## ABOUT THIS EXERCISE
Transcribe exactly everything in the data below from the line containing "glass partition wall" down to the line containing "folder on lap", both lines included and nothing further.

## ENTRIES SUPPLIED
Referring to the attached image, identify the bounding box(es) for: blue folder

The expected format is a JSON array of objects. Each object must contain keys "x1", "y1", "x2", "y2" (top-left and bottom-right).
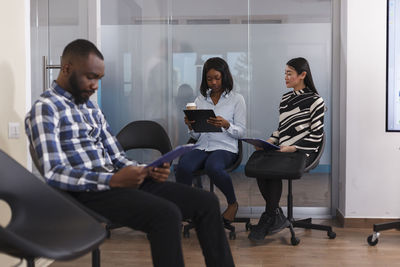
[
  {"x1": 146, "y1": 144, "x2": 198, "y2": 168},
  {"x1": 241, "y1": 138, "x2": 280, "y2": 150}
]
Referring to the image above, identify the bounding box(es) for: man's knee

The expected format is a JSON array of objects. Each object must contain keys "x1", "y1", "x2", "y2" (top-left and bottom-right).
[
  {"x1": 159, "y1": 201, "x2": 183, "y2": 225},
  {"x1": 199, "y1": 190, "x2": 220, "y2": 212}
]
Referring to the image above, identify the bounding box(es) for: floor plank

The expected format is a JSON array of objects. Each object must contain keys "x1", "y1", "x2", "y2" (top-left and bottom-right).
[{"x1": 50, "y1": 220, "x2": 400, "y2": 267}]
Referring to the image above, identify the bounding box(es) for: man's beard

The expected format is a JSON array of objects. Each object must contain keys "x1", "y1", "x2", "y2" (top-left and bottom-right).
[{"x1": 69, "y1": 72, "x2": 92, "y2": 105}]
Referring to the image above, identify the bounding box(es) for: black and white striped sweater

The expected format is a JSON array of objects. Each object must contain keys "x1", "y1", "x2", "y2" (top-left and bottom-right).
[{"x1": 269, "y1": 87, "x2": 325, "y2": 153}]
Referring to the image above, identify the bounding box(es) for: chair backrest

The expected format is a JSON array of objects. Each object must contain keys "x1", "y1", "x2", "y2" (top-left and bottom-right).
[
  {"x1": 0, "y1": 149, "x2": 106, "y2": 260},
  {"x1": 116, "y1": 120, "x2": 172, "y2": 155},
  {"x1": 304, "y1": 133, "x2": 325, "y2": 173}
]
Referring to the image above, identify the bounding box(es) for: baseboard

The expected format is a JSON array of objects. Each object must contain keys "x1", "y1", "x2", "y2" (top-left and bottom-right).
[{"x1": 336, "y1": 208, "x2": 400, "y2": 228}]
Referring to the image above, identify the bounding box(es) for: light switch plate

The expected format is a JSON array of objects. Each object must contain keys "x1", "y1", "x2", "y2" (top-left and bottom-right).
[{"x1": 8, "y1": 122, "x2": 20, "y2": 139}]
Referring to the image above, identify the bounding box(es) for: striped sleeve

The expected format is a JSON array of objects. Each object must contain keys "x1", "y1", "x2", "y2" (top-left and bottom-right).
[{"x1": 293, "y1": 96, "x2": 325, "y2": 152}]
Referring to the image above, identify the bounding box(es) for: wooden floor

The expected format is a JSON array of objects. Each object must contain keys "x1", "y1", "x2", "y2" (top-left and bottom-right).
[{"x1": 50, "y1": 220, "x2": 400, "y2": 267}]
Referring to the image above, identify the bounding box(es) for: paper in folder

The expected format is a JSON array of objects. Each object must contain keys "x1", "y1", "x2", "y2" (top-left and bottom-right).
[
  {"x1": 146, "y1": 144, "x2": 198, "y2": 168},
  {"x1": 241, "y1": 138, "x2": 280, "y2": 150}
]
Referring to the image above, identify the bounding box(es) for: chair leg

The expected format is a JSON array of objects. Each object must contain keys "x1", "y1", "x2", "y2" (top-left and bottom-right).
[
  {"x1": 26, "y1": 258, "x2": 35, "y2": 267},
  {"x1": 92, "y1": 248, "x2": 100, "y2": 267},
  {"x1": 293, "y1": 218, "x2": 336, "y2": 238},
  {"x1": 373, "y1": 221, "x2": 400, "y2": 232}
]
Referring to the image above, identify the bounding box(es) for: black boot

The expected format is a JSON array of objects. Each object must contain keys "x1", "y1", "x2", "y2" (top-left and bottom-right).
[
  {"x1": 268, "y1": 207, "x2": 290, "y2": 235},
  {"x1": 248, "y1": 211, "x2": 274, "y2": 241}
]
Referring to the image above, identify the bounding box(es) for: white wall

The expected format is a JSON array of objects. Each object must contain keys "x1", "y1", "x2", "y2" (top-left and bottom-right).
[
  {"x1": 0, "y1": 0, "x2": 30, "y2": 265},
  {"x1": 340, "y1": 0, "x2": 400, "y2": 218}
]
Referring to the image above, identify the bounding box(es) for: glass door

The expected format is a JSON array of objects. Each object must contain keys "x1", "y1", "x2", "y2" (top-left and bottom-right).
[{"x1": 30, "y1": 0, "x2": 90, "y2": 176}]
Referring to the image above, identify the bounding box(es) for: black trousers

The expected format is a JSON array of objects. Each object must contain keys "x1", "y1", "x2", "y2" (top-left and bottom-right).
[
  {"x1": 68, "y1": 179, "x2": 234, "y2": 267},
  {"x1": 256, "y1": 152, "x2": 317, "y2": 214}
]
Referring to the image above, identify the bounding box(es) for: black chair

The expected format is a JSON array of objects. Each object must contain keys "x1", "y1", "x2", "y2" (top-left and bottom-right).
[
  {"x1": 0, "y1": 149, "x2": 107, "y2": 267},
  {"x1": 101, "y1": 120, "x2": 174, "y2": 236},
  {"x1": 182, "y1": 139, "x2": 250, "y2": 240},
  {"x1": 367, "y1": 221, "x2": 400, "y2": 246},
  {"x1": 116, "y1": 120, "x2": 172, "y2": 155},
  {"x1": 279, "y1": 134, "x2": 336, "y2": 245},
  {"x1": 29, "y1": 143, "x2": 112, "y2": 237}
]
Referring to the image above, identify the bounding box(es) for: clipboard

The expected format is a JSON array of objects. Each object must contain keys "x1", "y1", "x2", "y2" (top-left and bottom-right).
[
  {"x1": 241, "y1": 138, "x2": 280, "y2": 150},
  {"x1": 146, "y1": 144, "x2": 198, "y2": 168},
  {"x1": 183, "y1": 109, "x2": 223, "y2": 133}
]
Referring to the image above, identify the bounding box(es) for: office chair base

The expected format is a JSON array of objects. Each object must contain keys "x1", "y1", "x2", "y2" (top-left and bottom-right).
[
  {"x1": 285, "y1": 217, "x2": 336, "y2": 246},
  {"x1": 367, "y1": 220, "x2": 400, "y2": 246}
]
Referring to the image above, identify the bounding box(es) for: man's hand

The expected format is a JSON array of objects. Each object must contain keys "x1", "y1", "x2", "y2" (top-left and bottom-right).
[
  {"x1": 109, "y1": 166, "x2": 149, "y2": 188},
  {"x1": 279, "y1": 146, "x2": 297, "y2": 153},
  {"x1": 148, "y1": 163, "x2": 170, "y2": 182}
]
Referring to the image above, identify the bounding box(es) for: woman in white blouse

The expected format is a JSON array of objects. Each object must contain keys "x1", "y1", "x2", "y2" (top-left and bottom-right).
[{"x1": 175, "y1": 57, "x2": 246, "y2": 223}]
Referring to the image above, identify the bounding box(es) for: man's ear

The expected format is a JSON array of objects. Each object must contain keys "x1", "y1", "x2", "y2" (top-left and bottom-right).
[{"x1": 60, "y1": 63, "x2": 71, "y2": 74}]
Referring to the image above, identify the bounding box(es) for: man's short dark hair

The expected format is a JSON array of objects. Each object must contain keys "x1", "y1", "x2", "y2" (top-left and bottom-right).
[{"x1": 61, "y1": 39, "x2": 104, "y2": 63}]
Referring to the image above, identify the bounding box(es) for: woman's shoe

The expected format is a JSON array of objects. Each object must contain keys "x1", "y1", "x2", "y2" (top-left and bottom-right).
[
  {"x1": 248, "y1": 211, "x2": 273, "y2": 241},
  {"x1": 222, "y1": 202, "x2": 238, "y2": 223}
]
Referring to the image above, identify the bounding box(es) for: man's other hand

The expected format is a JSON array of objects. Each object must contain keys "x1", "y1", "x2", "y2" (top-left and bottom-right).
[
  {"x1": 109, "y1": 166, "x2": 149, "y2": 188},
  {"x1": 149, "y1": 163, "x2": 170, "y2": 182}
]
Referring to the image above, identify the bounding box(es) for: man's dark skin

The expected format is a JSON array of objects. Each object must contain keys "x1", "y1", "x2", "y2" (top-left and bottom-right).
[{"x1": 56, "y1": 52, "x2": 171, "y2": 188}]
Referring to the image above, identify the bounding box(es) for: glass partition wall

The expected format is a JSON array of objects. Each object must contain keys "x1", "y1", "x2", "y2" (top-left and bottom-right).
[
  {"x1": 100, "y1": 0, "x2": 333, "y2": 218},
  {"x1": 32, "y1": 0, "x2": 333, "y2": 217}
]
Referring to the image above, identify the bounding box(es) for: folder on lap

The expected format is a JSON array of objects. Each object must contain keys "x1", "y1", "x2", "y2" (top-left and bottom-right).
[
  {"x1": 183, "y1": 109, "x2": 223, "y2": 133},
  {"x1": 146, "y1": 144, "x2": 198, "y2": 168},
  {"x1": 241, "y1": 138, "x2": 280, "y2": 150}
]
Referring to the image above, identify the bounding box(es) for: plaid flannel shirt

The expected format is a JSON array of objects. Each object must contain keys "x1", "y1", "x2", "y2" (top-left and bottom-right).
[{"x1": 25, "y1": 81, "x2": 136, "y2": 191}]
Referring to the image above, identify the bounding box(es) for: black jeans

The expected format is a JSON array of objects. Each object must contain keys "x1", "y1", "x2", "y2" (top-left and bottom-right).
[
  {"x1": 256, "y1": 152, "x2": 318, "y2": 214},
  {"x1": 68, "y1": 179, "x2": 234, "y2": 267}
]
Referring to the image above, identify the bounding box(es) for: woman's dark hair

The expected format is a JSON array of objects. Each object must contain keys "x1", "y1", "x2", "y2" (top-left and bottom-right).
[
  {"x1": 286, "y1": 57, "x2": 318, "y2": 94},
  {"x1": 200, "y1": 57, "x2": 233, "y2": 97}
]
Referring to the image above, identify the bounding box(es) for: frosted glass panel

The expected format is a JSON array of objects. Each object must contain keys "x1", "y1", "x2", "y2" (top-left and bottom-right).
[{"x1": 100, "y1": 0, "x2": 333, "y2": 211}]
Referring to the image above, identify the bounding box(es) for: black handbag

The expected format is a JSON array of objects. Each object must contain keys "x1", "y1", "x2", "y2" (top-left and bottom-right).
[{"x1": 245, "y1": 150, "x2": 307, "y2": 179}]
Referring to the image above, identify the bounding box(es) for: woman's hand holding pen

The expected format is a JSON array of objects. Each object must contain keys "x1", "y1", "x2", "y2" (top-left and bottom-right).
[
  {"x1": 184, "y1": 116, "x2": 194, "y2": 130},
  {"x1": 207, "y1": 116, "x2": 230, "y2": 129}
]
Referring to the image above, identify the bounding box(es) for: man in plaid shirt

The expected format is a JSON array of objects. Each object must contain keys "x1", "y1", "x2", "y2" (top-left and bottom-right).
[{"x1": 25, "y1": 39, "x2": 234, "y2": 267}]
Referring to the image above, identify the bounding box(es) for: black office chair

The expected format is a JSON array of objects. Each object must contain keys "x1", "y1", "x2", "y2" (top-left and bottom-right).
[
  {"x1": 100, "y1": 120, "x2": 174, "y2": 236},
  {"x1": 367, "y1": 221, "x2": 400, "y2": 246},
  {"x1": 283, "y1": 133, "x2": 336, "y2": 245},
  {"x1": 0, "y1": 149, "x2": 107, "y2": 267},
  {"x1": 182, "y1": 138, "x2": 250, "y2": 240}
]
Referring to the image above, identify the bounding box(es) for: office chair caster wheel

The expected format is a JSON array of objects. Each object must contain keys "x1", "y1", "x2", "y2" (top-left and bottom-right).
[
  {"x1": 229, "y1": 232, "x2": 236, "y2": 240},
  {"x1": 328, "y1": 231, "x2": 336, "y2": 239},
  {"x1": 291, "y1": 237, "x2": 300, "y2": 246},
  {"x1": 245, "y1": 222, "x2": 252, "y2": 231},
  {"x1": 367, "y1": 234, "x2": 379, "y2": 246}
]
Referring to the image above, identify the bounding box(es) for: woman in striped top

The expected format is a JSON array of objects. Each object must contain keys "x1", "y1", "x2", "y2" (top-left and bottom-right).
[{"x1": 248, "y1": 57, "x2": 325, "y2": 241}]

## OUTPUT OF THE EXERCISE
Referring to the image above, identify the bounding box(es) for: glass partition wall

The expected format is a JSON array of objects. Each object must contain keys "x1", "y1", "x2", "y2" (top-left and bottom-right).
[
  {"x1": 100, "y1": 0, "x2": 333, "y2": 218},
  {"x1": 32, "y1": 0, "x2": 333, "y2": 217}
]
Referring to the image above, identify the bounding box(es) for: folder on lap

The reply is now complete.